__DATA LISTING__

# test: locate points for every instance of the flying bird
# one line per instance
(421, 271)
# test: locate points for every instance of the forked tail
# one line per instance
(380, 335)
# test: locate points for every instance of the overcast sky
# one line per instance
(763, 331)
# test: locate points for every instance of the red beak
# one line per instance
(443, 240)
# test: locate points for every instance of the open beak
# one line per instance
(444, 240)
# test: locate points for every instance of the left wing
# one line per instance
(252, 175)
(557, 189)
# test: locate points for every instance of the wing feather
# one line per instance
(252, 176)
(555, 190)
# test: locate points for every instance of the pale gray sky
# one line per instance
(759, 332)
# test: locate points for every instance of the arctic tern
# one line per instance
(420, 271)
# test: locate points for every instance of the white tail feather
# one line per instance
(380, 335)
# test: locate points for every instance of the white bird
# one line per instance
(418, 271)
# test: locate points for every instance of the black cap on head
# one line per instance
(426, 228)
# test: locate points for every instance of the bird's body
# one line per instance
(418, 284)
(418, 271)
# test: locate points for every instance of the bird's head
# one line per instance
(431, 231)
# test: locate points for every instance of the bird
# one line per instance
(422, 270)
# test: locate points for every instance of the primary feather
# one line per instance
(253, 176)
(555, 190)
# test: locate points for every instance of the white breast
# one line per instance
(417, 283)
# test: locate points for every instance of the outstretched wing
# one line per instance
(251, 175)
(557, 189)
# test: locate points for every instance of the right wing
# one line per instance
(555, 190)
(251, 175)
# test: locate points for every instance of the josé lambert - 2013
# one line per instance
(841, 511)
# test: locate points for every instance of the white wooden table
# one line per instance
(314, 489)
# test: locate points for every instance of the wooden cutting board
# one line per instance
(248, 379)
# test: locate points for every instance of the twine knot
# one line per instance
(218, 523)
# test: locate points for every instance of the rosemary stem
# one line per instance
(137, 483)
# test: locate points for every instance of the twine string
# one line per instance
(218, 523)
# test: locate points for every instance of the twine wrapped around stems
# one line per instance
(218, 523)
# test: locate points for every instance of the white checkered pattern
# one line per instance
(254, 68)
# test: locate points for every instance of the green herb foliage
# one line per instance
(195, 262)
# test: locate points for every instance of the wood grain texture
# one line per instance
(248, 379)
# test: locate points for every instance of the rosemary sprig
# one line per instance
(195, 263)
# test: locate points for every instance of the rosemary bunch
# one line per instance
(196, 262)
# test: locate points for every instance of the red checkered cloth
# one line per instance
...
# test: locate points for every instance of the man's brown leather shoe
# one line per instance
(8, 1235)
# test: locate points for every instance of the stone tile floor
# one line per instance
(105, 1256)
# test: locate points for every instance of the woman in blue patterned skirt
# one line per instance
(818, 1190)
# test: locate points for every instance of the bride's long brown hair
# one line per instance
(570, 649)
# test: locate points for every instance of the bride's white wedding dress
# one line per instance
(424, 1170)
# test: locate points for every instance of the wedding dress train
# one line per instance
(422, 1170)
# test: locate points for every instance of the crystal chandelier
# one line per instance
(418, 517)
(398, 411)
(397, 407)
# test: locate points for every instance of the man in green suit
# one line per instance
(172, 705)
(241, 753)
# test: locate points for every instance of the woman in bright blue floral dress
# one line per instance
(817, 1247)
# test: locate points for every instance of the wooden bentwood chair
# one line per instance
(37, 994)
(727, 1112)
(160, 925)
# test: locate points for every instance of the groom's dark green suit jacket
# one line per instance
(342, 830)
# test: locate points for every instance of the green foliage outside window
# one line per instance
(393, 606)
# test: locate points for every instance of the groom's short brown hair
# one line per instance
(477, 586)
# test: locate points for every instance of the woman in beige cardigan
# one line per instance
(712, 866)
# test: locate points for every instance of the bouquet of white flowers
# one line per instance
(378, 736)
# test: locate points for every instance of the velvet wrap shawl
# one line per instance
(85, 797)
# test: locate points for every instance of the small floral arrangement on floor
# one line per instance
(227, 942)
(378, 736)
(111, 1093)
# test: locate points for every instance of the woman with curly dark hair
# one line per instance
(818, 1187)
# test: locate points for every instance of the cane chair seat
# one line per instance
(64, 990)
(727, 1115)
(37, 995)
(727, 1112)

__TASK STATEMENT__
Go through the entries and return each line where the word "blue" appears.

__EXPECTED OUTPUT__
# test: locate points for every instance of the woman in blue patterned skirt
# test: locate points for every instance of the woman in bright blue floral dress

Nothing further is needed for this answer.